*Task requirements*:
Reproduce the complete listing without any deviation.

▽

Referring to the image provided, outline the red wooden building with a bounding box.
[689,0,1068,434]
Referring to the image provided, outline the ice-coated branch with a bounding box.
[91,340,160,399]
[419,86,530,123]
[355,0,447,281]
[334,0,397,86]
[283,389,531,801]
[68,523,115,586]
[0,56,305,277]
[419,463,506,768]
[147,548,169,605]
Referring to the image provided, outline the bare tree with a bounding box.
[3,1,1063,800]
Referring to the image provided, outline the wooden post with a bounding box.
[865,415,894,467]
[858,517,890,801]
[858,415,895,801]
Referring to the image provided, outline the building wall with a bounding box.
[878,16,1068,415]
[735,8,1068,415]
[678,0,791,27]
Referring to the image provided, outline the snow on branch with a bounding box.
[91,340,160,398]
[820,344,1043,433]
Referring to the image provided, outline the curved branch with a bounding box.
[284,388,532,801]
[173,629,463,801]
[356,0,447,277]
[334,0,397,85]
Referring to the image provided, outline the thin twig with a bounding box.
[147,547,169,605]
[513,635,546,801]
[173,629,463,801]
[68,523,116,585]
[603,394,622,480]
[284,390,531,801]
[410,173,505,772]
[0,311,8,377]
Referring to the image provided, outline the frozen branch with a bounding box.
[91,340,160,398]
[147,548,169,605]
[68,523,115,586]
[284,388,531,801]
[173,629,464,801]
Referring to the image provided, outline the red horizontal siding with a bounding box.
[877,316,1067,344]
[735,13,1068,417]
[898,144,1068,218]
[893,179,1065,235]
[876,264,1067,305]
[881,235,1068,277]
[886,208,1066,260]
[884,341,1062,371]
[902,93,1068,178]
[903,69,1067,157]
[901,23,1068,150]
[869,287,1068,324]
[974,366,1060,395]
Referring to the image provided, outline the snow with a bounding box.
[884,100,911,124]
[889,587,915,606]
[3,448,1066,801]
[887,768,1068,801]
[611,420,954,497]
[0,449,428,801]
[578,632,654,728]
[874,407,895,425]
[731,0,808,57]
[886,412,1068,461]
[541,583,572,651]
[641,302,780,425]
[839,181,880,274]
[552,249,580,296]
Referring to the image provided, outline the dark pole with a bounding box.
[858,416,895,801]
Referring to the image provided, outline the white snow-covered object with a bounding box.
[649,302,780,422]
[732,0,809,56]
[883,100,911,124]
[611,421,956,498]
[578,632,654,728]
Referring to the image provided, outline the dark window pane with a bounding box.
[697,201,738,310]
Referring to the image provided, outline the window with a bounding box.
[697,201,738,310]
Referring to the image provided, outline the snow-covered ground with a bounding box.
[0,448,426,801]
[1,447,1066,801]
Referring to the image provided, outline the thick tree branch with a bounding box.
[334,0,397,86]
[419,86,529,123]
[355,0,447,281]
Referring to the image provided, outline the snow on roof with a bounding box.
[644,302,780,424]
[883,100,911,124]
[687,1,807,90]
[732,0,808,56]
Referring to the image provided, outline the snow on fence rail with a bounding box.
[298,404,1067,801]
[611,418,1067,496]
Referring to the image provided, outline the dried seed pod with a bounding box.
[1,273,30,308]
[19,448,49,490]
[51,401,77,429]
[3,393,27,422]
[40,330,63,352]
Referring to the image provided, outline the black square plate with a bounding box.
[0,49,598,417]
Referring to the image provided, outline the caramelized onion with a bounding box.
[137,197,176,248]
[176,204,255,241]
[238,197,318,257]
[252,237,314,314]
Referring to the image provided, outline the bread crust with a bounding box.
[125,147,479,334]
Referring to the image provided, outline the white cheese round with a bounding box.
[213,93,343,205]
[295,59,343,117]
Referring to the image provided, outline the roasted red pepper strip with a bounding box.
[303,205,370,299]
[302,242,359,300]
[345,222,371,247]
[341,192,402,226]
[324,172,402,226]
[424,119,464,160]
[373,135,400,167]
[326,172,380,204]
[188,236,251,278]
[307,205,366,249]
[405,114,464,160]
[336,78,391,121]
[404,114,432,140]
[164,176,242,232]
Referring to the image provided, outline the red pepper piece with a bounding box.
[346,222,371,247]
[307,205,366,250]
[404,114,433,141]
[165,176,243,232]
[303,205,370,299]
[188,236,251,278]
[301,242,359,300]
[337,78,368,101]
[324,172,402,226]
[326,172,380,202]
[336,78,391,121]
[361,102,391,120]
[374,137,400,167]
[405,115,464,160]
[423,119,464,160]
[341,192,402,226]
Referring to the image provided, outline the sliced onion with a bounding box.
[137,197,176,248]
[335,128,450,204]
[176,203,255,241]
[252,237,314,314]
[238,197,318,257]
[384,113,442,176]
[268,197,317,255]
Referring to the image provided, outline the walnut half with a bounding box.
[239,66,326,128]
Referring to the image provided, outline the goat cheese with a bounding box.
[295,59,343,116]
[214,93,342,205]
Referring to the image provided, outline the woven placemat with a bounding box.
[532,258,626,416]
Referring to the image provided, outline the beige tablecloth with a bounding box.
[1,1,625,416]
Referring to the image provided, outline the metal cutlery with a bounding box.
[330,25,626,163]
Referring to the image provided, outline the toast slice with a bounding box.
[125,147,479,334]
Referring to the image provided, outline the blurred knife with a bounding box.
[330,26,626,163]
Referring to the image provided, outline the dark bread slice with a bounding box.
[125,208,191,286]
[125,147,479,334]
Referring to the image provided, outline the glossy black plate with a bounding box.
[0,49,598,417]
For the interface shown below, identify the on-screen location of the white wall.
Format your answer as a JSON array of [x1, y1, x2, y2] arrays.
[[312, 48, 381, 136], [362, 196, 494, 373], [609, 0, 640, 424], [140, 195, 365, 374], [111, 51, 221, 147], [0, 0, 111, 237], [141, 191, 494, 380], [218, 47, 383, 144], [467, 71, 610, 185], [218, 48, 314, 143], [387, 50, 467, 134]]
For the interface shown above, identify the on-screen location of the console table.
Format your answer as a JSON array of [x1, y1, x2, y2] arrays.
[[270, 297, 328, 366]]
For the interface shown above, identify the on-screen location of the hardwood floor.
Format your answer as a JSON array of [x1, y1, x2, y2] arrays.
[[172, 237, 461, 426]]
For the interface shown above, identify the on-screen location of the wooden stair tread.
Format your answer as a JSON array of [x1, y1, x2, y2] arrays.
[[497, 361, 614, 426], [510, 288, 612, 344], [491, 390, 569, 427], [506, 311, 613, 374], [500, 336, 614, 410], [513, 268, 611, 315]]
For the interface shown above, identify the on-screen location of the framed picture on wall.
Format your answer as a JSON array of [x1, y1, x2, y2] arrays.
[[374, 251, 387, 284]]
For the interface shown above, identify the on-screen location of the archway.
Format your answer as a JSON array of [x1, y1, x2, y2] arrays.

△

*Response below*:
Referring to the image provided, outline the red wooden building with a bounding box.
[689,0,1068,434]
Referring to the image provided, outline the ice-coated branch with a bounding box.
[91,340,160,399]
[419,86,530,123]
[355,0,447,281]
[334,0,397,86]
[283,389,531,801]
[68,523,115,586]
[0,56,305,277]
[419,463,506,768]
[147,548,169,605]
Referring to the image provided, outline the bare tree with a bounding box.
[3,1,1063,800]
Referring to the image provided, outline the wooden post with a bounding box.
[865,415,894,467]
[858,517,890,801]
[858,415,895,801]
Referring to the image provided, outline the building wall with a bounding box.
[878,16,1068,415]
[735,8,1068,415]
[678,0,791,27]
Referring to the image provided, outline the snow on branch with a bounding box.
[91,340,160,398]
[820,344,1043,433]
Referring to the image provided, outline the curved branch with a bounding box.
[284,388,532,801]
[173,629,463,801]
[356,0,447,277]
[334,0,397,85]
Referring to the image provided, outline the thin twig with a bounding box.
[147,547,169,605]
[513,635,546,801]
[173,629,463,801]
[68,523,116,585]
[603,394,622,480]
[284,390,531,801]
[410,173,505,772]
[0,311,8,377]
Referring to the image provided, outline the frozen branch with a bounding box.
[91,340,160,398]
[147,548,169,605]
[68,523,115,586]
[284,388,531,801]
[173,629,464,801]
Referring to the image provided, outline the red horizontal siding with a bounding box.
[877,316,1067,344]
[735,13,1068,417]
[898,144,1068,218]
[893,179,1065,235]
[876,264,1067,305]
[881,235,1068,277]
[886,208,1066,260]
[884,341,1062,371]
[902,93,1068,178]
[903,69,1067,157]
[901,23,1068,150]
[869,287,1068,324]
[974,366,1060,395]
Referring to the image provided, outline the snow with a bounding box.
[884,100,911,124]
[889,587,915,606]
[3,448,1066,801]
[887,768,1068,801]
[611,420,954,497]
[0,449,428,801]
[578,632,654,728]
[874,407,895,425]
[731,0,808,57]
[886,412,1068,461]
[541,583,572,651]
[641,302,780,425]
[839,181,880,274]
[552,249,580,296]
Referring to the image provided, outline the dark pole with a bounding box.
[858,416,895,801]
Referring to the image provided, outline the white snow-covered object with a bounding box.
[649,302,780,422]
[732,0,809,56]
[883,100,911,124]
[611,421,956,498]
[578,632,654,728]
Referring to the image provided, outline the dark window pane with a bounding box.
[697,201,738,310]
Referring to the image provided, outline the window with a bounding box.
[697,201,738,310]
Referring to the image provided, outline the snow-covered ground with a bounding box.
[0,448,426,801]
[1,447,1066,801]
Referring to the image provided, outline the thick tree branch with a bounding box.
[334,0,397,86]
[419,86,529,123]
[355,0,447,281]
Referring to the image provided, outline the snow on roof with a bounding box.
[644,302,780,424]
[883,100,911,124]
[687,1,807,90]
[732,0,808,56]
Referring to the image provided, outline the snow on fence rail with a bounding box.
[298,404,1067,801]
[611,418,1067,496]
Referring to the image provided, outline the dried seed pod with a bounding box.
[1,273,30,308]
[19,448,49,490]
[51,401,77,429]
[3,393,27,422]
[40,330,63,352]
Referring to the image provided, outline the black square plate with a bounding box.
[0,49,598,417]
Referring to the image provided, outline the caramelized onion with a bounding box.
[137,197,176,248]
[176,204,255,241]
[238,197,318,257]
[252,237,314,314]
Referring to the image provided, outline the bread crust with a bounding box.
[125,147,479,334]
Referring to the image provided, outline the white cheese round with a bounding box.
[213,93,343,205]
[295,59,343,117]
Referring to the image provided, outline the roasted red pepper strip with a bounding box.
[303,205,370,299]
[302,242,359,300]
[345,222,371,247]
[341,192,402,226]
[324,172,402,226]
[424,119,464,160]
[373,135,400,167]
[326,172,380,204]
[188,236,251,278]
[307,205,366,249]
[405,114,464,160]
[336,78,391,121]
[404,114,432,140]
[164,176,242,232]
Referring to the image provided, outline the red pepper piece with a bounding box.
[346,222,371,247]
[307,205,366,250]
[404,114,433,141]
[165,176,243,232]
[303,205,370,299]
[188,236,251,278]
[301,242,359,300]
[337,78,368,101]
[324,172,402,226]
[326,172,380,202]
[336,78,391,121]
[361,102,391,120]
[374,137,400,167]
[405,115,464,160]
[423,119,464,160]
[341,192,402,226]
Referring to the image provided, outline the sliced onion with a bounding box.
[137,197,176,248]
[335,128,450,204]
[176,203,255,241]
[252,237,314,314]
[238,197,318,257]
[384,113,442,176]
[268,197,317,255]
Referring to the image provided, outline the walnut half with a bounding box.
[239,66,326,128]
Referring to the image provided, outline the goat cheese with a bounding box.
[295,59,343,116]
[214,93,342,205]
Referring to the image provided, outline the woven placemat with a bounding box.
[532,258,626,416]
Referring to the image provided, outline the beige tablecloth with a bounding box.
[1,1,625,416]
Referring to the image provided, outline the metal cutlery with a bounding box.
[330,25,626,163]
Referring to the image provided, outline the toast slice with a bounding box.
[125,147,479,334]
Referring to the image provided, outline the blurred knife with a bounding box.
[330,26,626,163]
Referring to the image provided, outline the dark bread slice with a bounding box.
[125,208,191,286]
[125,147,479,334]
Referring to the image provided, outline the glossy black plate with a bounding box.
[0,49,598,417]
For the interface shown below, identify the on-screen location of the white wall.
Format your answer as a JSON array of [x1, y1, x2, y2] arrays.
[[312, 48, 381, 136], [362, 196, 494, 373], [609, 0, 640, 424], [140, 195, 365, 374], [111, 51, 221, 147], [0, 0, 111, 237], [141, 191, 494, 380], [218, 47, 383, 144], [467, 71, 610, 185], [218, 48, 314, 143], [387, 50, 467, 134]]
For the interface shown above, identify the on-screen location of the console table.
Format your answer as a JSON array of [x1, y1, x2, y2] arrays.
[[270, 297, 328, 366]]
For the interface shown above, identify the on-screen location of the hardwood floor.
Format your answer as a JSON array of [x1, y1, x2, y2] arrays.
[[172, 237, 461, 426]]
For the interface shown above, identify the on-screen location of the wooden stair tread.
Format your answer as a JSON array of [x1, y1, x2, y2] arrays.
[[497, 361, 614, 426], [510, 288, 612, 344], [491, 390, 569, 427], [506, 311, 613, 374], [500, 336, 614, 410], [513, 268, 611, 315]]
For the interface shown above, identify the on-screen location of the framed picture on wall.
Format your answer as a JSON array of [x1, y1, x2, y2] arrays.
[[374, 251, 387, 284]]
For the interface shown above, identify the on-screen location of the archway.
Format your answer as a JSON array of [x1, y1, x2, y2] arrays.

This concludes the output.